** DATA SUPPLIED **
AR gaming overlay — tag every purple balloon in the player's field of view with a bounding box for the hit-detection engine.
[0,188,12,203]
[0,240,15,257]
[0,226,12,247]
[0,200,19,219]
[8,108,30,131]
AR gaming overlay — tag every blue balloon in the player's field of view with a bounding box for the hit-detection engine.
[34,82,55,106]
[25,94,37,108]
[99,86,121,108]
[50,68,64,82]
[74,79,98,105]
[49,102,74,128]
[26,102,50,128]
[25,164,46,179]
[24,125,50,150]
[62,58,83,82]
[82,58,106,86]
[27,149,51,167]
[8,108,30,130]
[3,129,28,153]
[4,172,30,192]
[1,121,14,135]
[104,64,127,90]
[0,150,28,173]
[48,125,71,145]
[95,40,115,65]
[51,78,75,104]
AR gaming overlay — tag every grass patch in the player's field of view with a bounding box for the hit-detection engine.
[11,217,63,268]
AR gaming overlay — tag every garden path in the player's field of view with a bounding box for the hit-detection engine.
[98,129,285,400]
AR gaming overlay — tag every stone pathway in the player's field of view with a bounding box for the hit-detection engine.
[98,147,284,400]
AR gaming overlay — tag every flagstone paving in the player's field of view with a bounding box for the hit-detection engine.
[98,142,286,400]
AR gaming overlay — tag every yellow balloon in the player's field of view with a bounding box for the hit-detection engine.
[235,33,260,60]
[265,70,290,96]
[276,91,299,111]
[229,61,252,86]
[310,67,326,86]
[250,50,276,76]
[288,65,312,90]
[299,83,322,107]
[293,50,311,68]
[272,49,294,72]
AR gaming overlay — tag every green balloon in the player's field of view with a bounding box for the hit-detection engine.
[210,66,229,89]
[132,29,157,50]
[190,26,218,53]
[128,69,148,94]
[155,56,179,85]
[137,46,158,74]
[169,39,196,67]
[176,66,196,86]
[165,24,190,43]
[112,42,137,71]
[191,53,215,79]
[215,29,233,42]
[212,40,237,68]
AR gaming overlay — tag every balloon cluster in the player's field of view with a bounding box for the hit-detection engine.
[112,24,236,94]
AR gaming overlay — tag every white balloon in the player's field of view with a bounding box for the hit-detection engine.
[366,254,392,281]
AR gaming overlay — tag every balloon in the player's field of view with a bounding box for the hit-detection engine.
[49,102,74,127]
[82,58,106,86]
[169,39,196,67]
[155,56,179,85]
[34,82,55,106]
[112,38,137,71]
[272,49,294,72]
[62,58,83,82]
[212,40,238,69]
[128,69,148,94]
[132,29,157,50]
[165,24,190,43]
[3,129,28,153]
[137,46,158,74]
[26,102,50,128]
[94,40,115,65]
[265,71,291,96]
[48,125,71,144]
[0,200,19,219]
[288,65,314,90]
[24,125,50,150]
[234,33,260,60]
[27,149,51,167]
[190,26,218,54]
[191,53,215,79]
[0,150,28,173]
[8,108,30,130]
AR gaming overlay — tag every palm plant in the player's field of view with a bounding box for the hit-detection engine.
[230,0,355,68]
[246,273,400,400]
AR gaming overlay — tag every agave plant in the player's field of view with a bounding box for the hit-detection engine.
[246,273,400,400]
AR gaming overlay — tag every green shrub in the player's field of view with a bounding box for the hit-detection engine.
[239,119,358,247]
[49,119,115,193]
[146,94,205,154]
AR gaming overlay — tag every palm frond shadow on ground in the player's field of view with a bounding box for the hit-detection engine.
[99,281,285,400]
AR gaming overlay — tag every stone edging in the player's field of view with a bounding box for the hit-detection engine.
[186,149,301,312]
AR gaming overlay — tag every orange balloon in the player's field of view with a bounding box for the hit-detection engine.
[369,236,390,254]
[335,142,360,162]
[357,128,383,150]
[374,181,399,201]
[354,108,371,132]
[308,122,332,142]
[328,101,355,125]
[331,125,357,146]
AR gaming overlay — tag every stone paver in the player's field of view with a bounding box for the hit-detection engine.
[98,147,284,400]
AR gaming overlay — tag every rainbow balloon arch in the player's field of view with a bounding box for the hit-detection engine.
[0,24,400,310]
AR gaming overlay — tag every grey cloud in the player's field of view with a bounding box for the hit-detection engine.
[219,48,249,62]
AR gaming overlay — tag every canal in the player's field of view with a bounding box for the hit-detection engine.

** REQUIRED WORK **
Format every entry above as a numbered list and omit any blank lines.

** EXERCISE RESPONSE **
1. AR gaming overlay — tag every purple balloon in the player's field of view with a bounding box for the hit-detection engine.
2. [0,188,12,203]
3. [0,240,15,257]
4. [0,226,12,247]
5. [0,200,19,219]
6. [8,108,30,131]
7. AR gaming overlay — tag every blue balloon in the player's field of view with a bounding box for the hit-detection engine.
8. [34,82,55,106]
9. [25,94,37,108]
10. [99,86,121,108]
11. [50,68,64,82]
12. [74,79,98,105]
13. [49,102,74,128]
14. [26,102,50,128]
15. [25,164,46,179]
16. [24,125,50,150]
17. [62,58,83,82]
18. [82,58,106,86]
19. [27,149,51,167]
20. [8,108,30,130]
21. [3,129,28,153]
22. [4,172,30,192]
23. [1,121,14,135]
24. [104,64,127,90]
25. [0,150,28,173]
26. [48,125,71,145]
27. [95,40,115,65]
28. [51,78,75,104]
29. AR gaming overlay — tag every grass patch in the player's field of view with a bounding box for the hit-detection engine.
30. [11,217,63,268]
31. AR gaming overlay — tag every garden path in the player's field of view with a bounding box for the hit-detection engine.
32. [98,129,285,400]
33. AR gaming overlay — tag every stone pathway in the player's field of view with a bounding box for the hit-detection engine.
34. [98,147,284,400]
35. AR gaming overlay — tag every flagstone paving in the player's field of view with a bounding box for the hit-detection engine.
36. [98,142,286,400]
37. AR gaming overlay — tag every yellow balloon in the player's field of view with a bounding box for the hit-detection engine.
38. [235,33,260,60]
39. [265,70,290,96]
40. [276,91,299,111]
41. [229,61,252,86]
42. [310,67,326,86]
43. [250,50,276,76]
44. [288,65,312,90]
45. [299,83,322,107]
46. [293,50,311,68]
47. [272,49,294,72]
48. AR gaming overlay — tag every green balloon in the player's field of view with a bounding box for the hit-detection engine.
49. [210,66,229,89]
50. [132,29,157,50]
51. [190,26,218,53]
52. [128,69,148,94]
53. [155,56,179,85]
54. [137,46,158,74]
55. [169,39,196,67]
56. [176,66,196,86]
57. [165,24,190,43]
58. [112,42,137,71]
59. [191,53,215,79]
60. [215,29,233,42]
61. [212,40,237,68]
62. AR gaming overlay — tag every balloon cluster in the player's field of view with a bounding box for the hit-detection engine.
63. [112,24,236,94]
64. AR gaming overlay — tag every white balloon in the player's field of view with a bounding box for the hit-detection engine.
65. [366,254,392,281]
66. AR gaming overlay — tag every balloon in the player's field of view with a bounding box for the hit-detection engine.
67. [49,102,74,127]
68. [82,58,106,86]
69. [169,39,196,67]
70. [155,56,179,85]
71. [34,82,55,106]
72. [112,38,137,71]
73. [272,49,294,72]
74. [62,58,83,82]
75. [212,40,238,69]
76. [128,69,148,94]
77. [132,29,157,50]
78. [165,24,190,43]
79. [3,129,28,153]
80. [137,46,158,74]
81. [26,102,50,128]
82. [94,40,115,65]
83. [265,71,291,96]
84. [48,125,71,144]
85. [0,200,19,219]
86. [288,65,314,90]
87. [24,125,50,150]
88. [234,33,260,60]
89. [27,149,51,167]
90. [190,26,218,54]
91. [191,53,215,79]
92. [0,150,28,173]
93. [8,108,30,130]
94. AR gaming overlay — tag every palm plant in the player's field of view with a bounding box for the hit-detection engine.
95. [230,0,355,68]
96. [246,273,400,400]
97. AR gaming overlay — tag every agave plant in the player's field of view with a bounding box for the hit-detection engine.
98. [246,273,400,400]
99. AR gaming overlay — tag every green shrub in the player's field of view with a bounding box for the hit-detection engine.
100. [239,119,358,247]
101. [49,119,115,193]
102. [146,94,205,154]
103. AR gaming overlay — tag every palm frond shadow on ground in the player's field of view with a bounding box for the hit-detection engine.
104. [99,281,285,400]
105. AR gaming overlay — tag every stone edging in the player's field of view with a bounding box for the hit-detection engine.
106. [186,149,301,312]
107. AR gaming overlay — tag every orange balloon in the player's field of view with a bounding box for the hit-detection engine.
108. [369,236,390,254]
109. [335,142,360,162]
110. [357,128,383,150]
111. [374,181,399,201]
112. [354,108,371,132]
113. [308,122,332,142]
114. [328,101,355,125]
115. [331,125,357,146]
116. AR gaming overlay — tag every stone paver in the player's field of view with a bounding box for the hit-detection engine.
117. [98,147,284,400]
118. AR gaming overlay — tag every rainbow balloon arch in the player's field of view with a bounding box for the hit-detection engine.
119. [0,24,400,310]
120. AR gaming overlay — tag every grey cloud in the player's field of view with a bounding box for the hit-detection engine.
121. [219,48,249,62]
122. AR gaming overlay — tag every canal in the player's field of view with a bounding box for the hit-detection engine.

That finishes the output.